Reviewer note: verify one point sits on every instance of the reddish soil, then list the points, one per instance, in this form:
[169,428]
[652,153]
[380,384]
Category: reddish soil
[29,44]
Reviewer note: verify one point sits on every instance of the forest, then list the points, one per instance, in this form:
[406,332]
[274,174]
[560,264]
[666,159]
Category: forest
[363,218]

_PROMPT_. Your reply should be a verbatim retyping of the lines from the one that holds "Category: reddish soil" through the last line of the entries.

_YOUR RESPONSE_.
Category: reddish soil
[29,44]
Reviewer note: verify one point sits on every instance of the forest, then list the points, one per instance, in this form:
[406,332]
[274,174]
[560,264]
[666,159]
Category: forest
[363,218]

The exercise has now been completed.